Entries shown:
....................

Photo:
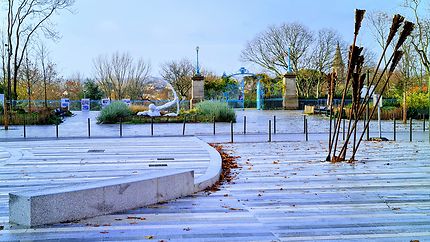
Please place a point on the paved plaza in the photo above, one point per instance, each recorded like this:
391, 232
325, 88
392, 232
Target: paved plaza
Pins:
283, 190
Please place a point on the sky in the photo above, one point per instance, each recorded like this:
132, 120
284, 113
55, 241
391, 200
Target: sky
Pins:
164, 30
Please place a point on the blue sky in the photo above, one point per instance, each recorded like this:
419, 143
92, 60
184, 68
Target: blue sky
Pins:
165, 30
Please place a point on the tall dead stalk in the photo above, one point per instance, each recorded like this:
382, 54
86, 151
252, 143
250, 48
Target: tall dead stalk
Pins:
355, 81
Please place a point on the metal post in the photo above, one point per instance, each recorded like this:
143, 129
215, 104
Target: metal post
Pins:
25, 130
89, 128
231, 132
274, 124
307, 136
120, 127
214, 125
343, 131
270, 130
368, 107
183, 127
410, 130
379, 121
368, 119
304, 124
244, 124
152, 126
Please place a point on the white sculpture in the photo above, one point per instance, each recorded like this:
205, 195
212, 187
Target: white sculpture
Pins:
154, 111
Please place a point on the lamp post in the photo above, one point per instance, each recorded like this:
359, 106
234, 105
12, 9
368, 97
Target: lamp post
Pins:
8, 89
197, 67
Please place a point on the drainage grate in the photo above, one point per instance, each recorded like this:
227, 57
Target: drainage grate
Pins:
165, 158
96, 151
157, 165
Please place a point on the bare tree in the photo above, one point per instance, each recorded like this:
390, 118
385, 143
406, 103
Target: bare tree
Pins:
179, 74
30, 75
323, 55
47, 69
25, 20
136, 85
421, 38
119, 76
272, 48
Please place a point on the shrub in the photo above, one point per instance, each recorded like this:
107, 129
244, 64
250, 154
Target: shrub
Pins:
417, 103
113, 113
220, 110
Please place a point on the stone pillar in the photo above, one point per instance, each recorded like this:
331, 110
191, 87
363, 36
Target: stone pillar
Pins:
198, 91
290, 100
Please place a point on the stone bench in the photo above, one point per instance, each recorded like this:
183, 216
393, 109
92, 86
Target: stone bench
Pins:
62, 204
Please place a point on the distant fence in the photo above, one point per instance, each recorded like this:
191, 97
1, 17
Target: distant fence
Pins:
95, 105
267, 104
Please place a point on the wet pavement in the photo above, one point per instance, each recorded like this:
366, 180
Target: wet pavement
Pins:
289, 127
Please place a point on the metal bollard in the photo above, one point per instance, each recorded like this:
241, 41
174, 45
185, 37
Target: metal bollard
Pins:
304, 124
367, 119
231, 132
214, 126
274, 124
343, 131
244, 124
152, 126
120, 127
270, 130
89, 128
183, 127
307, 134
410, 130
25, 130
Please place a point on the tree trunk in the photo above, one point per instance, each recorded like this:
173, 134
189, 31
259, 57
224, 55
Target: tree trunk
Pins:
46, 98
405, 110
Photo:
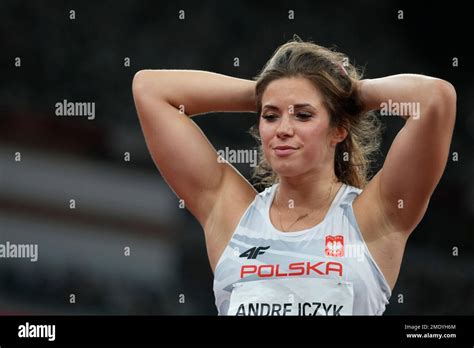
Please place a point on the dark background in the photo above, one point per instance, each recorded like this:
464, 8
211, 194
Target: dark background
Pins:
123, 204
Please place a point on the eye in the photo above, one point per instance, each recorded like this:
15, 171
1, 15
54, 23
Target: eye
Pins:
269, 117
304, 115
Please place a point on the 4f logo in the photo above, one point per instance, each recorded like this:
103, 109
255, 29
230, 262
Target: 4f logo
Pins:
334, 246
252, 253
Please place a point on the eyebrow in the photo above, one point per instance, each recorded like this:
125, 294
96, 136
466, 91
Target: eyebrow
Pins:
296, 106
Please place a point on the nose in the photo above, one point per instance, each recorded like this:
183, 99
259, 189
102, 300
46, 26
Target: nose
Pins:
285, 128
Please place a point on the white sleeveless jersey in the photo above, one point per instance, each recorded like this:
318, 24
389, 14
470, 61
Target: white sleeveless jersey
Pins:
323, 270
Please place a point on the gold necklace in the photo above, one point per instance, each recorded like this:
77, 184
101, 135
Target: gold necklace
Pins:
302, 216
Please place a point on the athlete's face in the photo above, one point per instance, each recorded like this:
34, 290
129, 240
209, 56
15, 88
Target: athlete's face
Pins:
294, 128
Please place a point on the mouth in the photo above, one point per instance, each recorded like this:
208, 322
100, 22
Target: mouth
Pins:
284, 150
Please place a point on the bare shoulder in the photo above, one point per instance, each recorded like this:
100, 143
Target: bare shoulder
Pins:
384, 242
234, 197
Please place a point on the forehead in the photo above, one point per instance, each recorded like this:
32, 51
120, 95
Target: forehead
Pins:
293, 90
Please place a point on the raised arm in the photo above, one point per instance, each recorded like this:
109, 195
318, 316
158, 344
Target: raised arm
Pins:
188, 162
418, 155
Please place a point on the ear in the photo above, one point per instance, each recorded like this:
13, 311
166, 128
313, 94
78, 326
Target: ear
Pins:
339, 134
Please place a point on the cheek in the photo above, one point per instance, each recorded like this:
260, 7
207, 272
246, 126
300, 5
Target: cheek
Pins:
265, 133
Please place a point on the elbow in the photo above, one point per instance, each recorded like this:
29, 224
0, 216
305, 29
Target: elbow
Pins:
140, 84
444, 97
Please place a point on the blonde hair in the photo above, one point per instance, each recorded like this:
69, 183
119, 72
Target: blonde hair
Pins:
331, 72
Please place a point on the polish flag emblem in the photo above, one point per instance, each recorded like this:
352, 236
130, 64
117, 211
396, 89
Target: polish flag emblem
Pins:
334, 246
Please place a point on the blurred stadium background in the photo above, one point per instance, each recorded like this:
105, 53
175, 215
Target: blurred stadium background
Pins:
122, 204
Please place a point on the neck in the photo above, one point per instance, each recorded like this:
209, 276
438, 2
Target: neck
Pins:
307, 191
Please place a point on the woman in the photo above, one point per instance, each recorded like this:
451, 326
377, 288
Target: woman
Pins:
320, 239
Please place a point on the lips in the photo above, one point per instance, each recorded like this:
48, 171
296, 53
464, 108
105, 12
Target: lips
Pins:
284, 150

....................

Exercise instructions:
Images do not belong in the copy; reproduce all other parts of the records above verbatim.

Answer to this problem:
Photo:
Please place a point on the paved plaza in the photo above, one point per instance, each recorded like this:
391, 232
325, 88
392, 232
Target: paved plaza
Pins:
283, 190
Please place a point on the sky in the photo above, one point per instance, each recorded like this:
132, 120
284, 113
55, 241
391, 200
Target: sky
Pins:
164, 30
Please place a point on the blue sky in the photo above, one point per instance, each recorded like this:
419, 143
92, 60
184, 68
Target: blue sky
Pins:
165, 30
Please place a point on the tall dead stalk in the photo above, one point per instance, each recorded like this:
382, 54
86, 151
252, 143
250, 48
Target: tall dead stalk
Pins:
355, 81
Please place a point on the metal post in the photo above, one point per instance, each recorded like this:
143, 129
215, 104
Target: metal post
Pins:
25, 130
89, 128
231, 132
274, 124
307, 136
120, 127
214, 125
343, 131
270, 130
368, 107
183, 127
410, 130
379, 121
368, 119
304, 124
244, 124
152, 126
Please place a point on the white sculpture in the photo above, one point per instance, each recorded like this:
205, 195
212, 187
Target: white sculpture
Pins:
154, 111
Please place a point on the lamp post in the photo above, one point per instance, each recorded like this:
359, 106
234, 105
12, 9
368, 97
Target: lamp post
Pins:
8, 89
197, 67
Please place a point on the drainage grate in the photo above, one point per instance, each recorded like this:
227, 57
Target: drainage grate
Pins:
165, 158
96, 151
157, 165
Please place a point on the bare tree in the photo above, one point per instance, each recorded like this:
390, 118
385, 143
406, 103
Target: bare tree
Pins:
179, 74
30, 75
323, 55
47, 69
25, 20
136, 85
421, 38
119, 76
272, 48
Please place a point on the shrub in the photo above, one point per instance, each recorded like this:
107, 129
244, 64
250, 154
Target: shrub
Pins:
417, 103
113, 113
220, 110
Please place a point on the stone pillar in the photo above, one point per instance, each recorded like this:
331, 110
191, 87
363, 36
Target: stone pillar
Pins:
198, 91
290, 100
Please place a point on the stone bench in the photo above, one point per instance, each recorded like this:
183, 216
393, 109
92, 86
Target: stone bench
Pins:
62, 204
Please place a point on the distant fence in the photo above, one point per instance, each recorded like this:
191, 97
1, 17
Target: distant fence
Pins:
95, 105
267, 104
Please place a point on the wet pavement in the photo above, one point per instance, each recorded like this:
366, 180
Target: wet pavement
Pins:
289, 127
Please place a point on the metal bollard in the photo above, one point per instance, each recorded like this:
241, 41
174, 45
185, 37
Target: metal bollard
Pins:
304, 124
367, 119
231, 132
214, 126
274, 124
343, 131
244, 124
152, 126
120, 127
270, 130
89, 128
183, 127
307, 134
410, 130
25, 130
Please place a point on the tree trunk in the photo above, one point per instance, each recorded like this:
173, 134
189, 31
259, 57
224, 55
Target: tree trunk
Pins:
46, 98
405, 110
Photo:
Please place a point on the dark background in the photo above, one point per instance, each recorded like this:
464, 8
211, 194
Target: dark background
Pins:
123, 204
Please place a point on the eye in the photo above, one point per instance, each recorded like this:
15, 171
1, 15
54, 23
Target: eye
Pins:
269, 117
304, 115
Please place a point on the 4f logo in the photo above, one point per instance, each recorded like this:
103, 109
255, 29
230, 262
Target: 4f logo
Pins:
334, 246
252, 253
Please place a point on the eyebrow in the photo above, one point per instance, each recorded like this:
125, 294
96, 136
466, 91
Target: eyebrow
Pins:
296, 106
Please place a point on the nose in the photo above, one point per instance, each recorded like this:
183, 99
259, 189
102, 300
46, 26
Target: nose
Pins:
285, 128
Please place a point on the white sleeveless jersey in the photo above, one point per instance, each recorded like this:
318, 24
389, 14
470, 61
Target: white sleeveless jersey
Pins:
323, 270
Please place a point on the gold necklace in the photo above, one point per instance, each recorded like this:
77, 184
101, 135
Target: gold necklace
Pins:
302, 216
Please place a point on the athlete's face in the photo above, one point per instance, each recorded like this:
34, 290
129, 240
209, 56
15, 88
Target: athlete's face
Pins:
294, 128
Please place a point on the mouth in the photo above, one point per instance, each recorded like this:
208, 322
100, 22
Target: mouth
Pins:
284, 150
Please place a point on the bare shoulder in the photo above, one point per instance, each recorded like this:
100, 143
Target: bare shoulder
Pins:
384, 242
234, 197
Please place a point on the forehead in the photo above, one point per instance, each recorded like this:
32, 51
120, 95
Target: forehead
Pins:
293, 90
Please place a point on the raised arm in the photo above, one point per instance, each recorded like this:
109, 195
318, 316
158, 344
Target: raised arm
Pins:
188, 162
418, 155
Please place a point on the ear in the photo above, one point per instance, each recorded like this:
13, 311
166, 128
313, 94
78, 326
Target: ear
Pins:
339, 134
Please place a point on the cheek in the photo above, one point per instance, each recorded like this:
260, 7
207, 272
246, 126
300, 5
Target: cheek
Pins:
265, 133
Please place a point on the elbow in the photo above, one point per instance, each recorded like this:
29, 224
0, 216
305, 29
Target: elbow
Pins:
140, 84
444, 97
Please place a point on the blonde hair in the photo above, one point per instance, each recorded like this:
69, 183
119, 72
Target: blonde hair
Pins:
331, 72
Please place a point on the polish flag emblem in the photo above, one point per instance, each recorded like this:
352, 236
130, 64
117, 211
396, 89
Target: polish flag emblem
Pins:
334, 246
Please place a point on the blurred stadium background in the photo above, one point per instance, each recorded like this:
105, 53
175, 215
Target: blurred stadium background
Pins:
122, 204
Please place a point on the neck in the photo above, one point per instance, each recorded like this:
209, 276
438, 2
Target: neck
Pins:
307, 191
Please place a point on the woman in the photo above, one point per instance, each recorded like this:
451, 326
377, 288
Target: woman
Pins:
320, 239
Please place a point on the lips in the photo above, one point per instance, each recorded like this:
48, 171
296, 53
464, 108
105, 12
Target: lips
Pins:
284, 150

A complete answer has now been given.